TO DO:
Set down each line of the material below with no changes.

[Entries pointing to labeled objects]
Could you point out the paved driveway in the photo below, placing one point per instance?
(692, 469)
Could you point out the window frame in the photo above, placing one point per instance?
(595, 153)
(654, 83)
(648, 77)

EXERCISE RESULT:
Could you point out the paved driveway in the photo below, placing one point per instance?
(692, 469)
Could you point out the window frame in the photo above, placing one point per instance?
(595, 153)
(654, 83)
(648, 77)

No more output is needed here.